* [What needs to be done]: Begin with the line containing "Produce the target's" and copy each line exactly through the last line of the entries, inclusive.

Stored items
┄┄┄┄┄┄
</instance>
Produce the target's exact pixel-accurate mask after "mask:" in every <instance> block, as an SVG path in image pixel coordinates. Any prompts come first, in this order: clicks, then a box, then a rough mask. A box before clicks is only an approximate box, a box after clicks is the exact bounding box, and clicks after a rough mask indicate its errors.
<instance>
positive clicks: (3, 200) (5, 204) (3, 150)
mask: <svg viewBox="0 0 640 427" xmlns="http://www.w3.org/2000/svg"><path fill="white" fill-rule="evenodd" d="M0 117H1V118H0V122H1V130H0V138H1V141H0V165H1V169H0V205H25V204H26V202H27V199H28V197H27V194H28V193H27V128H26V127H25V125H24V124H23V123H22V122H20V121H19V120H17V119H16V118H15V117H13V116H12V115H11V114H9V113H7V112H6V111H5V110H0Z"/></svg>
┄┄┄┄┄┄
* [Your solution]:
Produce the target's exact pixel-accurate mask after "mask:" in every <instance> block, as an SVG path in image pixel coordinates. Any prompts come first, in this order: clicks, then a box, then a rough mask. A box before clicks is only an approximate box, a box after clicks is the exact bounding box, and clicks after a rough mask indicate its errors.
<instance>
positive clicks: (3, 200) (5, 204) (3, 150)
mask: <svg viewBox="0 0 640 427" xmlns="http://www.w3.org/2000/svg"><path fill="white" fill-rule="evenodd" d="M0 117H1V118H0V122H1V130H0V138H1V141H0V165H1V169H0V205H25V204H26V202H27V199H28V197H27V194H28V193H27V128H26V127H25V125H24V124H23V123H22V122H20V121H19V120H17V119H16V118H15V117H13V116H12V115H11V114H9V113H7V112H6V111H5V110H0Z"/></svg>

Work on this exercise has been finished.